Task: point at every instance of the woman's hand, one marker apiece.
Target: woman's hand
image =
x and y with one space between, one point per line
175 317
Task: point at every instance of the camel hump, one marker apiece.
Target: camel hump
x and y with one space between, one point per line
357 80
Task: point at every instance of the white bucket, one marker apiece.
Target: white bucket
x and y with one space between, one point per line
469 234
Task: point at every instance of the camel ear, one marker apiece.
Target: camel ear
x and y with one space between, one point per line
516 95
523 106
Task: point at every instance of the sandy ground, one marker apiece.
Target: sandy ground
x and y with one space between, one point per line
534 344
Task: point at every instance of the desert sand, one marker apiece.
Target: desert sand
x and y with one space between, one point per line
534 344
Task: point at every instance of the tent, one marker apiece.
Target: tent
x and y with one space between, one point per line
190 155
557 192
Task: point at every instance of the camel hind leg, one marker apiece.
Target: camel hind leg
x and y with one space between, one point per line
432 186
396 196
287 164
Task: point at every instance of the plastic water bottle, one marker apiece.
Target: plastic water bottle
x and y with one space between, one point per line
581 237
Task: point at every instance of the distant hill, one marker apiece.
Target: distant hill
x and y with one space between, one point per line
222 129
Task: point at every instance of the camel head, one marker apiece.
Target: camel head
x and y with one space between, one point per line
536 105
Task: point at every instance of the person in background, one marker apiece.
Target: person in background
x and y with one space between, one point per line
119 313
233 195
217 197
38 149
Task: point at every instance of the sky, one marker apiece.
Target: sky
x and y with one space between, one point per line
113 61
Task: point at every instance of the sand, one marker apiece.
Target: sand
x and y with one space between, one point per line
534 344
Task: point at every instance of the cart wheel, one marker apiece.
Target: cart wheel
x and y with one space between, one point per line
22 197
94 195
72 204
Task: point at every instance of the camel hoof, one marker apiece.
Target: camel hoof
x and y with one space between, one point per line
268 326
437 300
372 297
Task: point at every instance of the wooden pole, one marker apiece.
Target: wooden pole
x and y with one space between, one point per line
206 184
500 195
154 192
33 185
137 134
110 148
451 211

-------

### EXERCISE OBJECTIVE
Print the entries above exactly as they were written, down to the last line.

### TASK ANSWER
Task: point at every instance of the woman's hand, one marker apiece.
Target: woman's hand
image =
x and y with one space between, one point per line
175 317
Task: point at every instance of the camel hump, one marker apiece.
Target: camel hump
x and y with one space between, one point per line
357 80
Task: point at every instance of the white bucket, one marker apiece.
Target: white bucket
x and y with one space between, one point per line
469 234
Task: point at every instance of the camel ear, one marker apiece.
Target: camel ear
x and y with one space between, one point per line
516 95
523 106
Task: point at every instance of the sandy ground, one marker apiece.
Target: sandy ground
x and y with one space between, one point per line
534 344
Task: point at every instance of the desert sand, one marker apiece.
Target: desert sand
x and y with one space between, one point per line
534 344
Task: point at every instance of the tent, one marker apiece.
Target: tent
x and y with one space between, one point per line
190 155
557 192
Task: point at every instance of the camel hind leg, one marker apiece.
Target: camel hind leg
x and y with one space between, one point per line
432 186
396 196
287 164
Task: point at every instance of the plastic water bottle, one marker apiece.
Target: plastic water bottle
x and y with one space between, one point per line
581 237
Task: point at every instance of the distant hill, one marker apiece.
Target: distant hill
x and y with one space between, one point per line
222 129
Task: point at every instance of the camel head, one marker apiece.
Target: camel head
x and y with one space between, one point per line
536 105
Task: point at every instance of the person in background, one marker apiece.
Target: person in background
x and y with one space between, one point per line
119 313
233 195
217 197
38 149
Task: point at every instance of the sky, one marker apiece.
Target: sky
x and y with one space between, one point per line
113 61
Task: point at every instance of the sand, one marker apiece.
Target: sand
x and y with one space between, one point per line
534 344
Task: point at every instance of the cart wheel, one marker apiece.
Target: cart wheel
x and y with one space between, one point per line
22 197
94 195
72 204
Task: point at every instance of the camel hoof, one marker apiece.
Target: camel hoof
x and y with one space between, one point per line
268 326
437 300
372 297
Task: point at every instance of the wooden pole, one marker apiece.
Target: wooden pole
x and y with one space between, one point per line
206 184
500 195
154 192
33 185
137 134
110 148
451 211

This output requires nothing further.